* Document excerpt
--- START ---

How critical is a research component for PTM?

  • Dr. Jill Fjelstul: Research is important and there are incredible opportunities for Rosen College to become involved, from understanding the economic impact of tennis to the sustainability of the sport. Our PTM students can not only learn from this research but also become actively involved in the process.


About Dr. Jill Fjelstul

Dr. Jill Fjelstul is an Associate Professor at the UCF Rosen College of Hospitality Management. Joining the faculty in August 2005, she completed her doctorate from the UCF College of Education in January, 2006. Some of her academic interests are golf and club management, tennis management, and hospitality in sports. Dr. Fjelstul’s research interests are with the RV industry, golf, club, and tennis management, and online education. Since she has joined in 1996, Dr. Fjelstul has developed many successful programs. During her time at Rosen College, she successfully wrote and defended a Bachelor of Science degree program in golf and club management. Dr. Fjelstul created the official academic partnership with the USTA, which launched in Fall, 2016. Currently, Dr. Fjelstul serves as the Rosen College Director of the UCF/Rosen College Professional Tennis Management, the UCF/Rosen College Director of Hospitality in Sports, and was named Editor of the Journal of Tourism Insights in 2015.

Her passion for golf and golf education had led to many achievements. Dr. Fjelstul was honored as an inductee into the University of Northern Iowa’s Hall of Excellence in 2015 and was inducted into the University of Northern Iowa’s Athletic Hall of Fame in 2001. Dr. Fjelstul is a two-time recipient of both the Rosen College Teaching Incentive Award and the Rosen College Undergraduate in Teaching Excellence Award. Dr. Fjelstul spent 13 years as a Division of head women’s golf coach, was twice named Conference Coach of the Year led two teams and one individual to three NCAA Regional appearances, and coached two teams to conference titles. Her “on the course” accomplishments include multiple individual titles, team titles, and as a record holder. Dr. Fjelstul began her teaching, coaching, and research career at her alma mater, the University of Northern Iowa.

--- END ---

Quote the PTM interview excerpt in full, word for word. The data that come next are separate material with no connection to the PTM interview excerpt.

Data items:
--- START ---

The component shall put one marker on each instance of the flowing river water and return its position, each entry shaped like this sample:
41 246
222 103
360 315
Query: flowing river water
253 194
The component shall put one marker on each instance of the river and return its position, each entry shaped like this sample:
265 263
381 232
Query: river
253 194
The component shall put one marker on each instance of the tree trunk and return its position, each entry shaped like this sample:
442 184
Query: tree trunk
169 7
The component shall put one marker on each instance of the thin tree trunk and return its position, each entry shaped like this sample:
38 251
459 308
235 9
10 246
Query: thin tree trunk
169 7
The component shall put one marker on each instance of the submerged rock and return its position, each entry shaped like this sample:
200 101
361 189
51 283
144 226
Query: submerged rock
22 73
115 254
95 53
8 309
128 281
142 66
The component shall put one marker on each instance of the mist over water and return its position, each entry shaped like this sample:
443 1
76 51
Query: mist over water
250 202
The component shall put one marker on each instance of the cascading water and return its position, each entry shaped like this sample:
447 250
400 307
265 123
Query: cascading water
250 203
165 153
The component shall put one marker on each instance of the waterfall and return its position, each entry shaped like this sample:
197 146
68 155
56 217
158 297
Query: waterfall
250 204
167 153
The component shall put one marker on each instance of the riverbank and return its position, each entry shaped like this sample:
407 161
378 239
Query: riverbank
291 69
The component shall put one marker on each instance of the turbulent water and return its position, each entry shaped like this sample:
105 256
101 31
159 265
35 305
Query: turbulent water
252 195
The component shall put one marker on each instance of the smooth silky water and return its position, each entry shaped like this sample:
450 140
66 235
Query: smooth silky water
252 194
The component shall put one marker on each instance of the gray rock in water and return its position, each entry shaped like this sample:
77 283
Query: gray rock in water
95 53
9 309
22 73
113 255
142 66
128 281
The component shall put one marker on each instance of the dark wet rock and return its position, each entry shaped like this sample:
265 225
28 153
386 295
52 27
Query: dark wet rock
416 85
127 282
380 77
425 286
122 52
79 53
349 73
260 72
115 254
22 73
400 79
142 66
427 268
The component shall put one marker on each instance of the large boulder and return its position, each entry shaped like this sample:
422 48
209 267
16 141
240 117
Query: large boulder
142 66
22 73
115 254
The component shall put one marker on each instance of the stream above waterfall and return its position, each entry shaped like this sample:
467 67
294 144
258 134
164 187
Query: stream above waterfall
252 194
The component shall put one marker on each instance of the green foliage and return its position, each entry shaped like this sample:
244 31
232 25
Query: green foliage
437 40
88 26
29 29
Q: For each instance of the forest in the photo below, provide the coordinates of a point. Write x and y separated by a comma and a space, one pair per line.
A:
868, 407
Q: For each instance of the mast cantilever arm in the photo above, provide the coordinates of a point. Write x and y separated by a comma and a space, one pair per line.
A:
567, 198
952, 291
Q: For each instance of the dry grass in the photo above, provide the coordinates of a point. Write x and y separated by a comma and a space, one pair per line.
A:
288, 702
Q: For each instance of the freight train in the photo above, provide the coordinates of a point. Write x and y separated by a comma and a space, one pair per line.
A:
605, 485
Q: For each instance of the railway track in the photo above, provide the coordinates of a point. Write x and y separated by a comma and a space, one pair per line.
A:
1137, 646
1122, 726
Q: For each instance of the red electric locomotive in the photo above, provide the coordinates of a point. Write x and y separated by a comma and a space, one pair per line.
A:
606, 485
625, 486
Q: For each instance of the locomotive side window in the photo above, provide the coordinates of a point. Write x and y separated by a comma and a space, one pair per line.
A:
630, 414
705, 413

--- END ---

* Written reply
How critical is a research component for PTM?

  • Dr. Jill Fjelstul: Research is important and there are incredible opportunities for Rosen College to become involved, from understanding the economic impact of tennis to the sustainability of the sport. Our PTM students can not only learn from this research but also become actively involved in the process.


About Dr. Jill Fjelstul

Dr. Jill Fjelstul is an Associate Professor at the UCF Rosen College of Hospitality Management. Joining the faculty in August 2005, she completed her doctorate from the UCF College of Education in January, 2006. Some of her academic interests are golf and club management, tennis management, and hospitality in sports. Dr. Fjelstul’s research interests are with the RV industry, golf, club, and tennis management, and online education. Since she has joined in 1996, Dr. Fjelstul has developed many successful programs. During her time at Rosen College, she successfully wrote and defended a Bachelor of Science degree program in golf and club management. Dr. Fjelstul created the official academic partnership with the USTA, which launched in Fall, 2016. Currently, Dr. Fjelstul serves as the Rosen College Director of the UCF/Rosen College Professional Tennis Management, the UCF/Rosen College Director of Hospitality in Sports, and was named Editor of the Journal of Tourism Insights in 2015.

Her passion for golf and golf education had led to many achievements. Dr. Fjelstul was honored as an inductee into the University of Northern Iowa’s Hall of Excellence in 2015 and was inducted into the University of Northern Iowa’s Athletic Hall of Fame in 2001. Dr. Fjelstul is a two-time recipient of both the Rosen College Teaching Incentive Award and the Rosen College Undergraduate in Teaching Excellence Award. Dr. Fjelstul spent 13 years as a Division of head women’s golf coach, was twice named Conference Coach of the Year led two teams and one individual to three NCAA Regional appearances, and coached two teams to conference titles. Her “on the course” accomplishments include multiple individual titles, team titles, and as a record holder. Dr. Fjelstul began her teaching, coaching, and research career at her alma mater, the University of Northern Iowa.